Task instructions: Reproduce everything from the line containing "the wet sand." down to the end of the data, replacing "wet sand" with "damp sand" and leaving all else as it is.

Data provided:
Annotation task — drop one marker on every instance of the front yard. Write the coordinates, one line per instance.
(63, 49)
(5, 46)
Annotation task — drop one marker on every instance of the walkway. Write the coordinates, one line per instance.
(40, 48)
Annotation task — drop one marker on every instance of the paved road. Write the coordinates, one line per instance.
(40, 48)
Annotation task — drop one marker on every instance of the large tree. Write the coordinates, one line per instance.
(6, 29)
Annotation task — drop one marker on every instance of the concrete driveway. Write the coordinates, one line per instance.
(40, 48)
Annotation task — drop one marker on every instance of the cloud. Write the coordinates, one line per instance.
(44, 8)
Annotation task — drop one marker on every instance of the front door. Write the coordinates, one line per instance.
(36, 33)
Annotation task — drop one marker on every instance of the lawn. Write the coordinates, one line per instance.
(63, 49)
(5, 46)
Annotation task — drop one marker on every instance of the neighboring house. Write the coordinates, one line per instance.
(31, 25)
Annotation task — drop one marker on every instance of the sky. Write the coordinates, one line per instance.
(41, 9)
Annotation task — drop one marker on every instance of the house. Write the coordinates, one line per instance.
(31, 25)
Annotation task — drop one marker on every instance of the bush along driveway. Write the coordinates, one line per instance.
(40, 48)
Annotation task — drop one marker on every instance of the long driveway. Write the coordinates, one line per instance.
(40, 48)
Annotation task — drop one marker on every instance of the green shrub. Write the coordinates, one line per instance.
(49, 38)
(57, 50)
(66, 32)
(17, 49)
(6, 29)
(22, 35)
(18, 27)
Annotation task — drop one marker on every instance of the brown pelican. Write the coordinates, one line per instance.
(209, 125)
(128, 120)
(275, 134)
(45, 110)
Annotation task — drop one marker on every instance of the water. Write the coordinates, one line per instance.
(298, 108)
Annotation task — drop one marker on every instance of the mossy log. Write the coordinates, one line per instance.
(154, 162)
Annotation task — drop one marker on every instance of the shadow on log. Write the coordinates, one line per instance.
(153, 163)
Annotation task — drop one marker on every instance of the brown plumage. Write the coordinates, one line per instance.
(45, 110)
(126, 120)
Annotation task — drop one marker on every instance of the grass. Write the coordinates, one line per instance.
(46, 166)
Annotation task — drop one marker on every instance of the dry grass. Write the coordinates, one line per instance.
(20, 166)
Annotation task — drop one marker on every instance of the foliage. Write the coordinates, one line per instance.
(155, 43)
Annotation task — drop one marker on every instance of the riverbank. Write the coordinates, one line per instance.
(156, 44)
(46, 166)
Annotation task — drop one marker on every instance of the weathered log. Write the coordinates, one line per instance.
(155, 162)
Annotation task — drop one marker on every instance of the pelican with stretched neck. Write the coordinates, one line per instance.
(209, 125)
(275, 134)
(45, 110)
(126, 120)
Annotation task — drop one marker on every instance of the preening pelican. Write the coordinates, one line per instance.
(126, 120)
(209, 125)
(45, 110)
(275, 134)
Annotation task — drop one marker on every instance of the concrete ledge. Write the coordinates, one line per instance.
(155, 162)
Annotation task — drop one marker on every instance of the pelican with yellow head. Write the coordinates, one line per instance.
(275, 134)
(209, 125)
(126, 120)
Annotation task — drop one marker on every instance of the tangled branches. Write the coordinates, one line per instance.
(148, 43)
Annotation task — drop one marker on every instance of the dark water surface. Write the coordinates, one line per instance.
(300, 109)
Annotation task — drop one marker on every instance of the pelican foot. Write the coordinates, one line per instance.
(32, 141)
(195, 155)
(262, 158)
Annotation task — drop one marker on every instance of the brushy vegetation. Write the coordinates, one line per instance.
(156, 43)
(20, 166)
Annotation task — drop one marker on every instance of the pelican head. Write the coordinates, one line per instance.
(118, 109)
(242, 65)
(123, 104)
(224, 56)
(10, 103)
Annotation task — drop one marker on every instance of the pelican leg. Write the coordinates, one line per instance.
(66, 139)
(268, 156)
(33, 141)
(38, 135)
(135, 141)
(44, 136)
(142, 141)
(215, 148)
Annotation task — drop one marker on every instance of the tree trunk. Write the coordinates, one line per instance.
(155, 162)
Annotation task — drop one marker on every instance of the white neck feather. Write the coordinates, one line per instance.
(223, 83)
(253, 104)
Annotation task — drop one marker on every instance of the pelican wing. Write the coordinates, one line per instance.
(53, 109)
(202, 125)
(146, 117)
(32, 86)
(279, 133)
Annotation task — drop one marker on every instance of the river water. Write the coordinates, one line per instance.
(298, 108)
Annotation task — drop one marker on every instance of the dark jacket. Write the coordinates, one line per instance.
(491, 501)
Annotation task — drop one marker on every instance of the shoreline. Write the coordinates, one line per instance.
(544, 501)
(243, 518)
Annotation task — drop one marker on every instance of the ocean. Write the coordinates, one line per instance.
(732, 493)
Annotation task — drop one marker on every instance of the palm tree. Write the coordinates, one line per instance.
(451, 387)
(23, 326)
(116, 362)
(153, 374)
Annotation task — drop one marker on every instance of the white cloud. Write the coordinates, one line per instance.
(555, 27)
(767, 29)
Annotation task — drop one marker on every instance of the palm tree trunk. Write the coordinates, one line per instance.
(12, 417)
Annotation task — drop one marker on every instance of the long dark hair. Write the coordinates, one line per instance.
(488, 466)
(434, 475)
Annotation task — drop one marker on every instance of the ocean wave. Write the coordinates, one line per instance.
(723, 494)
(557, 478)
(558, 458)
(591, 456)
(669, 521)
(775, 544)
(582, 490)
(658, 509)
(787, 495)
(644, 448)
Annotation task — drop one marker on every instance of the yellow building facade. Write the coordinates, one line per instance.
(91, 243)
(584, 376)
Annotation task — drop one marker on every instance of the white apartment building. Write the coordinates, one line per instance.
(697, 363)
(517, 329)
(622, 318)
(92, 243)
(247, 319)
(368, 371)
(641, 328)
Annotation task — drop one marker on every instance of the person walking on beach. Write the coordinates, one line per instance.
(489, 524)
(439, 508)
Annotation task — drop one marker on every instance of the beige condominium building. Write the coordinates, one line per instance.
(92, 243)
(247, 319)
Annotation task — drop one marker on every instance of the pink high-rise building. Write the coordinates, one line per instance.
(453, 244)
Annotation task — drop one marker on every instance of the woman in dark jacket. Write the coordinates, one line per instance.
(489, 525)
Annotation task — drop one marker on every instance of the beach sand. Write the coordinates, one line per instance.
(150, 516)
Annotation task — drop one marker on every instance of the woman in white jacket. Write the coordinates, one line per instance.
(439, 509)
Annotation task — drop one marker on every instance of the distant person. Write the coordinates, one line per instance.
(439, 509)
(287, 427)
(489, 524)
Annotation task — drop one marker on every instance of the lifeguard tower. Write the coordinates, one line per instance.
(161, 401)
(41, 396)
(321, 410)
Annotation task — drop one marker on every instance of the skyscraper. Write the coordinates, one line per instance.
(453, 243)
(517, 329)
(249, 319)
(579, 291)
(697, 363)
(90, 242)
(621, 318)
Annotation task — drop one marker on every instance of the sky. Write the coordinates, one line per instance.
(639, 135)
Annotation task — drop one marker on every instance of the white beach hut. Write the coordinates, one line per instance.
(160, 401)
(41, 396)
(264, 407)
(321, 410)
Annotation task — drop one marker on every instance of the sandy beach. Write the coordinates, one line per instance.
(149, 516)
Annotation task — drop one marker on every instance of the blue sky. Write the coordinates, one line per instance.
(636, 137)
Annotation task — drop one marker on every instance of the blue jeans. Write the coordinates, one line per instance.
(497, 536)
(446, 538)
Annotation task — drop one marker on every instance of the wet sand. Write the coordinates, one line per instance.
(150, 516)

Final result:
Annotation task — drop one marker on every instance of the damp sand. Write the coordinates, one line per instance.
(150, 516)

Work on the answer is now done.